**Text segment**
***
Installing - ge-semtk/semtk GitHub Wiki
These are instructions to get the SemTK services and UI up and running. It presumes Linux, but can run on Windows as well. An easy way to do this in windows is by running the commands shown on this page inside a bash shell such as git bash, which is included in the windows git distribution.
Prerequisite: Install a triple store
Install a triple store such as Virtuoso or Fuseki.
Install Fuseki
Fuseki is the recommended triplestore for SemTk. The latest distribution is at https://jena.apache.org/download/index.cgi.
Startup instructions are at https://jena.apache.org/documentation/fuseki2/fuseki-quick-start.html
Create a dataset (e.g. named "SemTK") that persists across Fuseki restarts.
***
[Items from a dataset]
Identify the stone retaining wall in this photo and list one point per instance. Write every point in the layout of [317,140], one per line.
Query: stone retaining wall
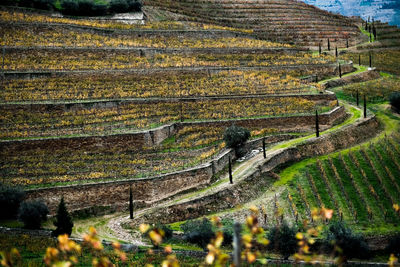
[323,71]
[238,193]
[115,194]
[153,137]
[319,99]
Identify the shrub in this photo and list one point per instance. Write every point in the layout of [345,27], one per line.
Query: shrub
[83,8]
[395,100]
[63,222]
[283,239]
[69,7]
[353,245]
[134,5]
[33,213]
[43,4]
[227,229]
[198,232]
[10,200]
[235,137]
[394,246]
[166,229]
[118,6]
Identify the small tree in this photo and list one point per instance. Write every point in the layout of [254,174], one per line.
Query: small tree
[10,200]
[198,232]
[283,239]
[33,213]
[130,203]
[235,137]
[63,222]
[352,245]
[394,99]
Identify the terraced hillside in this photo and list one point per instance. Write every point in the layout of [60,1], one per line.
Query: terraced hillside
[92,110]
[283,21]
[111,102]
[360,184]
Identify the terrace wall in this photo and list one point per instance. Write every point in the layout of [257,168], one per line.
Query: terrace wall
[115,194]
[245,189]
[141,139]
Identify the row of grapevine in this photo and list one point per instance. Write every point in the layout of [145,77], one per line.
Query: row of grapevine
[323,174]
[356,187]
[66,60]
[164,84]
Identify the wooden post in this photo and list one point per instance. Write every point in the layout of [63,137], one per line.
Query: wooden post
[370,59]
[316,123]
[130,203]
[365,106]
[264,153]
[230,170]
[4,55]
[358,98]
[182,112]
[237,244]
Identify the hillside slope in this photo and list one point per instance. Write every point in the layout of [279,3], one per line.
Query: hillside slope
[286,21]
***
**Instructions to follow**
Pick up the SemTK installation instructions after their final sentence and carry them forward.

**Solved exercise**
Or, Install Virtuoso
Virtuoso is available through OpenLink Software. Installation instructions are at http://virtuoso.openlinksw.com/howto/
Prerequisite: Install a web server
Install a web server such as Apache Tomcat or Apache HTTP Server (httpd)
Create a directory (referred to below as WEBAPPS) within your web server for the SemTK web app.
- Example for Tomcat:
/no_backup/tomcat/apache-tomcat-8.0.18/webapps/semtk
- Example for httpd:
/var/www/html
Install SemTK from source code or binary distribution
Create a directory (referred to below as SEMTK) for SemTK.
If updating/replacing an existing SemTK installation, be sure to save the existing ENV_OVERRIDE file.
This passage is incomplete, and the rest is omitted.